- _WHAT IS REQUIRED_
Filter the entries, keeping every line with the word "single".

- _Stored records_
○ ○ ○ ○ ○ ○ ○

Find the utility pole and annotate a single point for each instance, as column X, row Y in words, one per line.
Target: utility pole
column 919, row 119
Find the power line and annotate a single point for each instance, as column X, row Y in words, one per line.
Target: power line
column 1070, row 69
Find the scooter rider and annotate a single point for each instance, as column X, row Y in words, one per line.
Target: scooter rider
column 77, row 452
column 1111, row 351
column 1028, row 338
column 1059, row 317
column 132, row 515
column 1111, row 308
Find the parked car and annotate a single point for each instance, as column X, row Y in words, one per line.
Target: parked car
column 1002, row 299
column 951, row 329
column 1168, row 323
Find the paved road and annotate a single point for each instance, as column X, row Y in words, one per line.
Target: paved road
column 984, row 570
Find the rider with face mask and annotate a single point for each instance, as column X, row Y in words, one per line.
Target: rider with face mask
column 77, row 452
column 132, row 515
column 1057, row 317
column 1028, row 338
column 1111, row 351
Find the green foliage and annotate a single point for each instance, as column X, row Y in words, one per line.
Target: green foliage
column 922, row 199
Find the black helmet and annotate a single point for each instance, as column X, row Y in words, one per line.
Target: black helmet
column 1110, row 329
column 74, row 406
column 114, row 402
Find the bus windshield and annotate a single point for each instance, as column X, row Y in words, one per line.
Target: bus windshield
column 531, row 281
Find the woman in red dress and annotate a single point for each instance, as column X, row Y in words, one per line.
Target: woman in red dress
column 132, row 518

○ ○ ○ ○ ○ ○ ○

- _THE COMPLETED TASK_
Find the utility pole and annotate a single point for each instance, as column X, row Y in words, one per line.
Find the power line and annotate a single point for each instance, as column X, row Y in words, one per line.
Find the scooter rider and annotate a single point for each instance, as column X, row Y in words, one per line.
Find the parked car and annotate a single point for each instance, as column X, row Y in words, one per line.
Find the paved road and annotate a single point for each instance, as column X, row Y in words, one per line.
Find the rider with face mask and annotate a single point for each instance, as column X, row Y in words, one per line.
Find the green foliage and annotate a single point for each instance, as column X, row Y in words, one per line.
Find the black helmet and annotate a single point for each instance, as column X, row Y in words, one per line.
Find the bus windshield and annotate a single point for each instance, as column X, row Y in words, one per line.
Find the woman in red dress and annotate a single point for each instance, as column X, row Y in words, one per line.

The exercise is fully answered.